■ DOCUMENT SEGMENT:
※

CHIMP TARONGA ZOO STUDY, VERSO: UNTITLED (FIG TREE), 1978

Important Australian + International Fine Art
Melbourne
3 May 2023
17

BRETT WHITELEY

(1939 - 1992)
CHIMP TARONGA ZOO STUDY, VERSO: UNTITLED (FIG TREE), 1978

brush and ink on paper

57.0 x 53.0 cm (sight)

signed lower left: brett whiteley
inscribed with date and title lower right: ‘chimp’ Taronga Zoo study / 14 / Nov / 78
bears artist’s stamp lower right

Estimate: 
$40,000 – $60,000
Sold for $98,182 (inc. BP) in Auction 74 - 3 May 2023, Melbourne
Provenance

Private collection
Lawsons, Sydney, 19 June 1984, lot 180 (as ‘Chimp’)
Private collection, Sydney

Literature

Sutherland, K., Brett Whiteley: Catalogue Raisonné, Schwartz Publishing, Melbourne, 2020, cat. 76.78 (addendum)


We are grateful to Kathie Sutherland for her assistance with this catalogue entry.

Catalogue text

Brett Whiteley first exhibited images of zoo animals in his 1965 exhibition at the Marlborough New London Gallery alongside his famed Christie series, a violent and disturbing body of work that investigated the murder of at least eight women in London by serial killer John Christie. Within the exhibition, the animals depicted in Whiteley’s Regent’s Park Zoo works provided welcome relief from the darkness of the Christie story, but also enabled the artist to find both release and enjoyment in the comparatively simple act of capturing animals in motion. The animals’ appearance at times behind the wires of a cage however, also made apparent the day-to-day reality of their situation, with Whiteley establishing a clear connection between their confinement and the human condition. On the title page for the screenprint portfolio, My Relationship between Screenprinting and Regents Park Zoo between June and August 1965, 1965 for example, Whiteley juxtaposed an image of a chimpanzee with a photograph of himself, each looking sideways to the other to create a sense of mirroring and equivalence. This look between the two (and the printed arrows on the forehead of each pointing to the other) powerfully conveys a sense of psychological connection and understanding.

※

■ ITEMS:
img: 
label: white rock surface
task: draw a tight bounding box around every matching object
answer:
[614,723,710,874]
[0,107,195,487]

※

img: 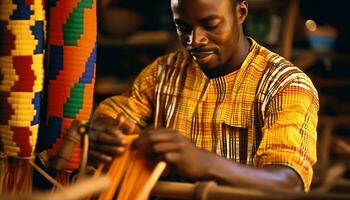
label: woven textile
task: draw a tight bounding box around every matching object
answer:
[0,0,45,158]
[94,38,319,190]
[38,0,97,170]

※

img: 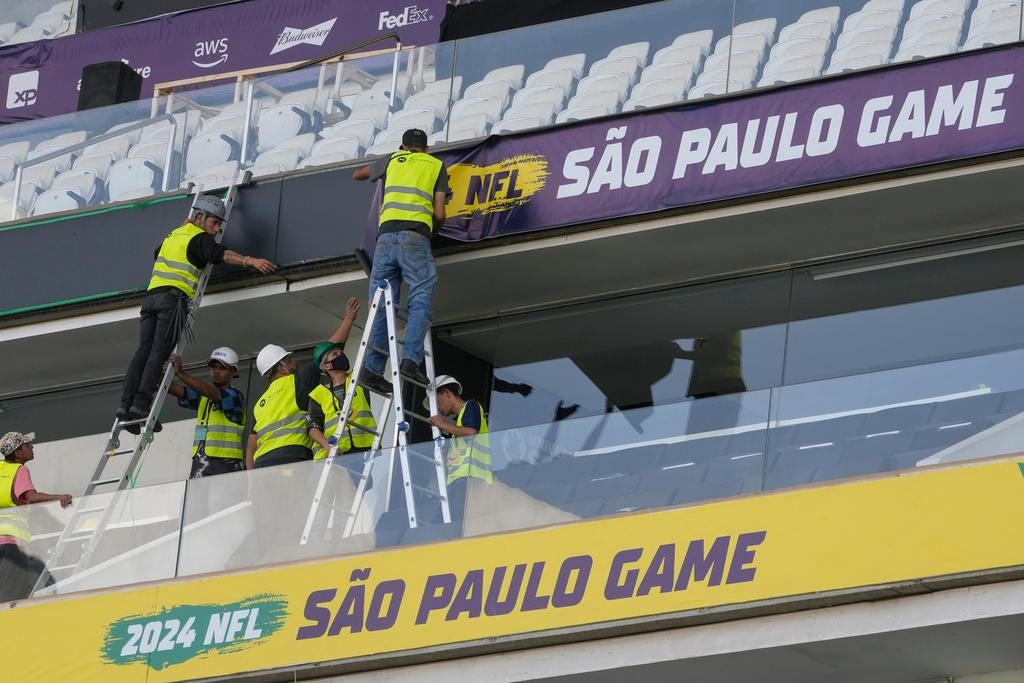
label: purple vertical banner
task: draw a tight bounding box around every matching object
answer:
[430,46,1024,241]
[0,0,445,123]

※

■ YOUR INSTRUCTIONS: From the auction listing for the Whiteley chimp drawing, transcribe the passage that begins at the words "Private collection, Sydney" and stops after "this catalogue entry.".

■ ANSWER IN FULL:
Private collection, Sydney

Literature

Sutherland, K., Brett Whiteley: Catalogue Raisonné, Schwartz Publishing, Melbourne, 2020, cat. 76.78 (addendum)


We are grateful to Kathie Sutherland for her assistance with this catalogue entry.